━━━━━ DATA SHOWN ━━━━━
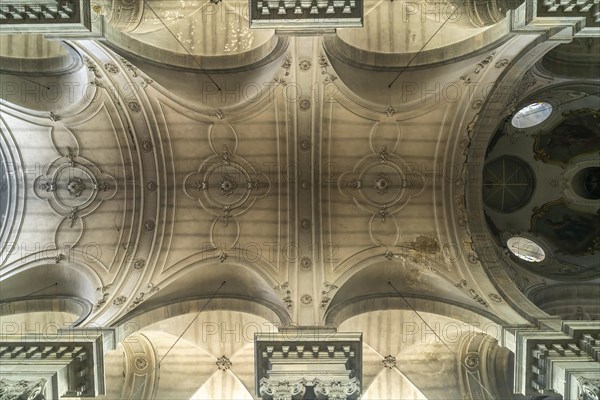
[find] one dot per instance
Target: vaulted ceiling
(307, 172)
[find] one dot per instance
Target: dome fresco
(540, 186)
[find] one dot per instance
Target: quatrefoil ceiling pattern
(225, 185)
(74, 187)
(287, 201)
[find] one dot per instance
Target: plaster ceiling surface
(285, 196)
(286, 185)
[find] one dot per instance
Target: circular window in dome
(508, 184)
(525, 249)
(531, 115)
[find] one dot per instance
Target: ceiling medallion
(382, 184)
(227, 185)
(306, 299)
(75, 186)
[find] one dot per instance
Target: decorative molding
(468, 78)
(324, 64)
(287, 299)
(304, 64)
(306, 262)
(140, 363)
(223, 363)
(471, 361)
(286, 65)
(474, 295)
(389, 361)
(589, 389)
(22, 389)
(298, 356)
(338, 390)
(150, 288)
(326, 298)
(281, 389)
(112, 68)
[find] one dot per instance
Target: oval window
(525, 249)
(531, 115)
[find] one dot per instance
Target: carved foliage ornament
(223, 363)
(283, 389)
(389, 361)
(22, 389)
(337, 390)
(589, 389)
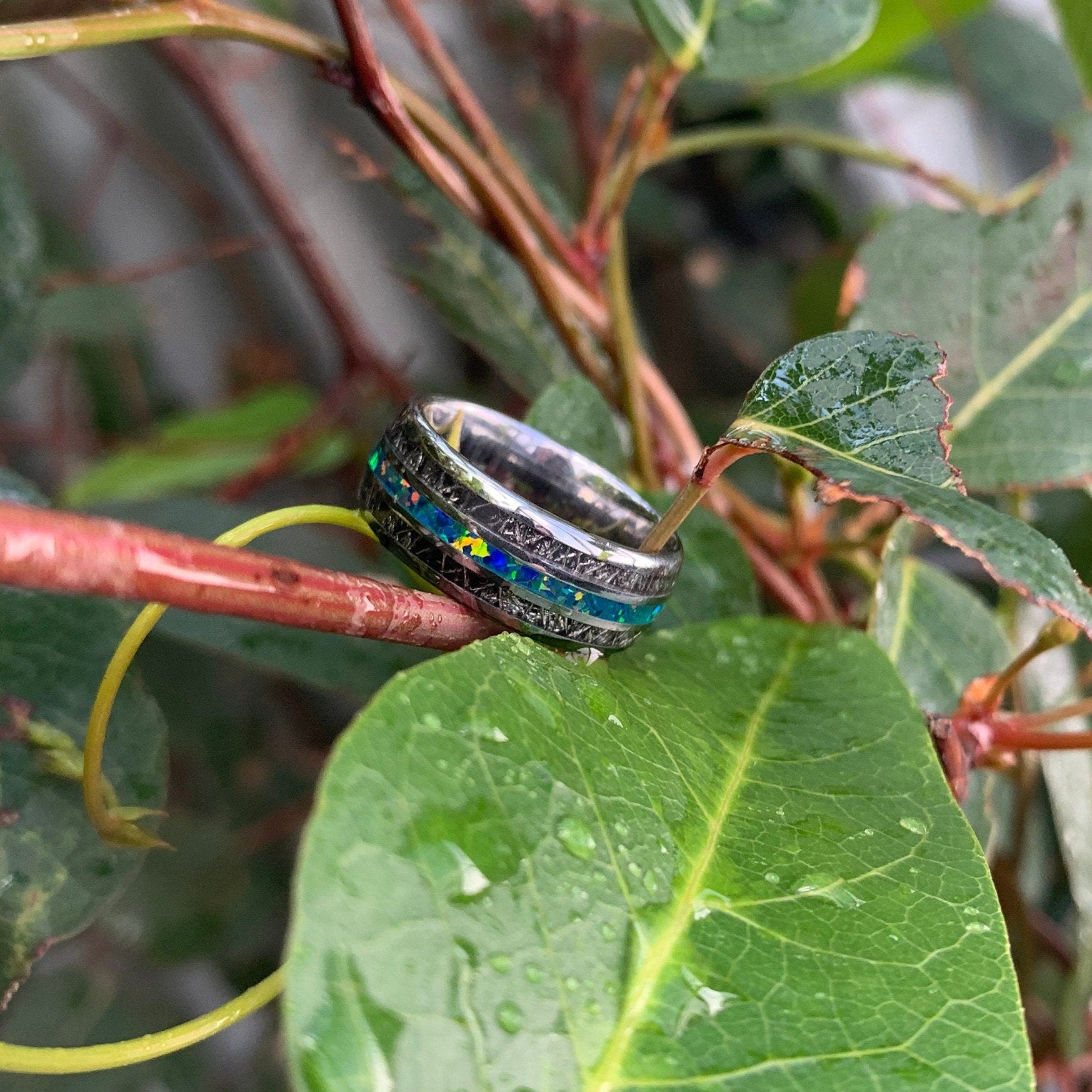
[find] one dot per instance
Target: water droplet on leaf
(574, 836)
(510, 1017)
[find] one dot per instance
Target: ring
(516, 526)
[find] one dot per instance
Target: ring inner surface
(545, 473)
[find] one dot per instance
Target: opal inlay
(457, 535)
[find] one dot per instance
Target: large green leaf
(207, 448)
(862, 409)
(937, 631)
(1017, 69)
(757, 39)
(902, 26)
(20, 273)
(58, 875)
(716, 579)
(574, 413)
(1076, 17)
(1008, 298)
(726, 859)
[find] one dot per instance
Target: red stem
(59, 552)
(201, 82)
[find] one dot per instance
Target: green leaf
(757, 39)
(1008, 298)
(862, 411)
(1017, 69)
(902, 26)
(1076, 18)
(726, 859)
(488, 301)
(59, 875)
(20, 273)
(208, 448)
(574, 413)
(329, 661)
(716, 579)
(937, 631)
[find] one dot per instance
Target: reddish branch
(58, 552)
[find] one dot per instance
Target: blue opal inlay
(456, 534)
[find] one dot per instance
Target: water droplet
(574, 836)
(510, 1017)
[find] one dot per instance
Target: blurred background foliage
(175, 342)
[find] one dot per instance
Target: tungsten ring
(516, 526)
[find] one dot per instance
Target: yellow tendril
(88, 1059)
(116, 824)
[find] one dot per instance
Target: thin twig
(608, 150)
(131, 274)
(64, 553)
(719, 138)
(628, 356)
(504, 163)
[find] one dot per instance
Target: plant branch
(89, 1059)
(496, 151)
(628, 356)
(719, 138)
(216, 250)
(80, 555)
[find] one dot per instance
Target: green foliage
(725, 856)
(59, 876)
(938, 633)
(1008, 299)
(716, 580)
(1018, 70)
(863, 412)
(1076, 19)
(574, 413)
(208, 448)
(20, 273)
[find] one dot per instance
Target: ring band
(517, 526)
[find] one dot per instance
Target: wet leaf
(20, 273)
(208, 448)
(58, 875)
(938, 633)
(716, 579)
(902, 26)
(1076, 18)
(758, 39)
(1008, 298)
(862, 409)
(725, 859)
(574, 413)
(1018, 69)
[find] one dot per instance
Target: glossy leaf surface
(58, 874)
(862, 409)
(725, 859)
(1009, 301)
(937, 631)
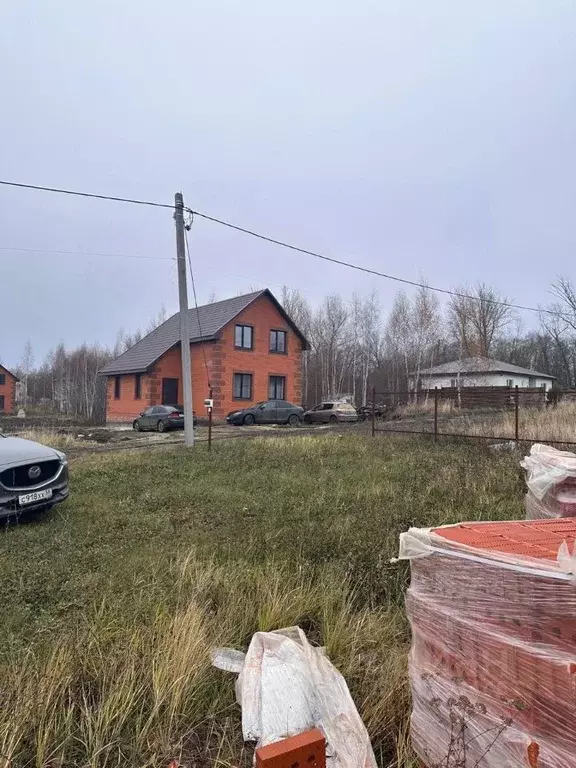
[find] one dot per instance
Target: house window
(277, 388)
(243, 337)
(242, 386)
(278, 342)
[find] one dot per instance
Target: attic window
(243, 337)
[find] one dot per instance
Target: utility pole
(184, 333)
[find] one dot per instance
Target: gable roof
(211, 318)
(480, 365)
(3, 367)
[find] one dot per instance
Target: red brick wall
(126, 407)
(8, 390)
(223, 361)
(259, 361)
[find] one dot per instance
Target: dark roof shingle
(480, 365)
(203, 325)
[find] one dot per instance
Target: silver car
(32, 476)
(331, 412)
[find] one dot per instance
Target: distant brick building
(7, 390)
(247, 348)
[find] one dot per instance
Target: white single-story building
(480, 372)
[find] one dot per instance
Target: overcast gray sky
(424, 138)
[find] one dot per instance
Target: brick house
(247, 348)
(7, 390)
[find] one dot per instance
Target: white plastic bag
(546, 467)
(285, 686)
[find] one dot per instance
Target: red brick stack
(493, 661)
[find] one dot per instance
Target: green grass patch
(112, 602)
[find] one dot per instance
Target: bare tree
(477, 319)
(24, 369)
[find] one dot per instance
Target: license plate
(30, 498)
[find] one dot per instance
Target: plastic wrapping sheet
(493, 662)
(551, 481)
(286, 686)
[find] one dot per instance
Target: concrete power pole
(184, 333)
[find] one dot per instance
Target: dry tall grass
(139, 690)
(534, 424)
(107, 620)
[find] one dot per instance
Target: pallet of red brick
(492, 613)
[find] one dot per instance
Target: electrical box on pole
(184, 332)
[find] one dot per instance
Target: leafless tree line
(354, 345)
(68, 380)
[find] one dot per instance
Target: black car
(269, 412)
(161, 418)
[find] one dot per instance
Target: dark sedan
(269, 412)
(161, 418)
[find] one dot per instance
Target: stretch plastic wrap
(493, 661)
(551, 481)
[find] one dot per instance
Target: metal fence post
(210, 420)
(435, 414)
(516, 421)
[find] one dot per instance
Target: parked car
(32, 476)
(161, 418)
(330, 413)
(269, 412)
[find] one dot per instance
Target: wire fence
(477, 413)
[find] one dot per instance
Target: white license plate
(30, 498)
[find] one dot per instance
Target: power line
(85, 253)
(87, 194)
(282, 244)
(186, 228)
(360, 268)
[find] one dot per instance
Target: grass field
(112, 602)
(533, 424)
━━━━━
- **EXERCISE BRIEF**: Print all of the records shown above exactly, leaving out each picture.

- **WRITTEN RESPONSE**:
[find] one dot per instance
Target: vaulted ceiling
(307, 172)
[find] one dot per instance
Target: dome fresco
(540, 186)
[find] one dot per instance
Target: quatrefoil ceiling pattern
(225, 185)
(74, 187)
(287, 201)
[find] one dot per instance
Target: plaster ceiling surface
(285, 196)
(286, 185)
[find] one dot per instance
Target: circular window in dome
(508, 184)
(525, 249)
(531, 115)
[find] one dot per instance
Target: ceiling medallion
(382, 184)
(227, 185)
(306, 299)
(75, 186)
[find] one dot per instance
Target: decorative molding
(468, 78)
(324, 64)
(287, 299)
(304, 64)
(306, 262)
(140, 363)
(223, 363)
(471, 361)
(286, 65)
(474, 295)
(389, 361)
(589, 389)
(22, 389)
(298, 356)
(338, 390)
(150, 288)
(326, 298)
(281, 389)
(112, 68)
[find] one dot per instance
Target: oval window
(525, 249)
(531, 115)
[find] one dot per instance
Target: carved foliage ornament
(223, 363)
(283, 389)
(389, 361)
(22, 389)
(337, 390)
(589, 389)
[find] one dot per instance
Target: water droplet on leaf
(574, 836)
(510, 1017)
[find] one dot per instance
Target: ring
(516, 526)
[find] one dot per instance
Target: ring inner surface
(545, 473)
[find] one dot per instance
Target: opal inlay
(457, 535)
[find] one dot per instance
Target: large green leaf
(207, 448)
(862, 409)
(937, 631)
(1017, 69)
(757, 39)
(902, 26)
(20, 273)
(58, 875)
(716, 579)
(574, 413)
(1076, 17)
(1008, 298)
(726, 859)
[find] one dot per instance
Target: red stem
(59, 552)
(201, 82)
[find] one dot per instance
Target: green leaf
(757, 39)
(1008, 298)
(862, 411)
(1017, 69)
(902, 26)
(1076, 18)
(726, 859)
(488, 301)
(59, 875)
(20, 273)
(208, 448)
(574, 413)
(329, 661)
(716, 579)
(937, 631)
[find] one dot per instance
Target: reddish branch
(58, 552)
[find] one dot per instance
Target: blue opal inlay
(456, 534)
[find] one dot per instance
Target: water droplet
(574, 836)
(510, 1017)
[find] one dot per instance
Target: blurred background foliage
(175, 342)
[find] one dot per instance
Target: tungsten ring
(516, 526)
[find] one dot per instance
Target: yellow tendril
(88, 1059)
(116, 824)
[find] one dot per instance
Target: thin twig
(608, 150)
(131, 274)
(64, 553)
(719, 138)
(628, 356)
(504, 163)
[find] one dot per instance
Target: plant branch
(89, 1059)
(496, 151)
(628, 356)
(719, 138)
(216, 250)
(80, 555)
[find] one dot per instance
Target: green foliage
(725, 856)
(59, 876)
(938, 633)
(1008, 299)
(716, 580)
(1018, 70)
(863, 412)
(1076, 19)
(574, 413)
(208, 448)
(20, 273)
[find] one dot per instance
Target: ring band
(517, 526)
[find] one dot per instance
Target: wet leaf
(20, 273)
(208, 448)
(58, 875)
(938, 633)
(716, 579)
(902, 26)
(1076, 18)
(758, 39)
(1008, 298)
(862, 409)
(725, 859)
(574, 413)
(1018, 69)
[find] one dot per instance
Target: glossy leaf surface
(58, 874)
(862, 409)
(725, 859)
(1009, 301)
(937, 631)
[find] one dot per instance
Target: house window
(277, 388)
(243, 337)
(242, 386)
(278, 342)
[find] one dot per instance
Target: attic window
(243, 337)
[find] one dot per instance
Target: utility pole
(184, 333)
[find] one dot per instance
Target: gable roof
(211, 318)
(480, 365)
(3, 367)
[find] one dot per instance
Target: red brick wall
(126, 407)
(8, 390)
(223, 361)
(259, 361)
[find] one dot per instance
Target: dark roof shingle
(480, 365)
(203, 325)
[find] one dot per instance
Target: silver car
(32, 476)
(331, 412)
[find] one dot per instance
Target: distant brick building
(7, 390)
(247, 348)
[find] one dot per instance
Target: white single-story building
(480, 372)
[find] one dot per instance
Target: overcast gray sky
(424, 138)
[find] one dot per instance
Target: brick house
(247, 348)
(7, 390)
[find] one dot per instance
Target: white plastic bag
(546, 467)
(285, 686)
[find] one dot per instance
Target: red brick stack
(493, 661)
[find] one dot per instance
Target: green grass patch
(112, 602)
[find] one dot per instance
Target: bare tree
(477, 319)
(24, 369)
[find] one dot per instance
Target: license plate
(30, 498)
[find] one dot per instance
Target: plastic wrapping sheet
(493, 662)
(551, 481)
(286, 686)
[find] one dot per instance
Target: concrete power pole
(184, 333)
[find] one dot per instance
Target: dry tall grass
(139, 690)
(534, 424)
(107, 620)
[find] one dot per instance
Target: pallet of red brick
(492, 613)
[find] one dot per instance
Target: electrical box on pole
(184, 332)
[find] one dot per instance
Target: leafless tree line
(354, 345)
(68, 380)
[find] one dot per instance
Target: black car
(269, 412)
(161, 418)
[find] one dot per instance
Target: dark sedan
(269, 412)
(161, 418)
[find] one dot per instance
Target: stretch plastic wrap
(493, 661)
(551, 481)
[find] one dot per instance
Target: metal fence post
(210, 420)
(435, 414)
(516, 421)
[find] one dot per instance
Target: parked car
(32, 476)
(161, 418)
(330, 413)
(269, 412)
[find] one dot per instance
Target: wire fence
(477, 413)
[find] one dot per instance
Target: white license plate
(30, 498)
[find] one dot per instance
Target: power line
(85, 253)
(87, 194)
(282, 244)
(186, 228)
(360, 268)
[find] one dot per instance
Target: grass field
(112, 602)
(533, 424)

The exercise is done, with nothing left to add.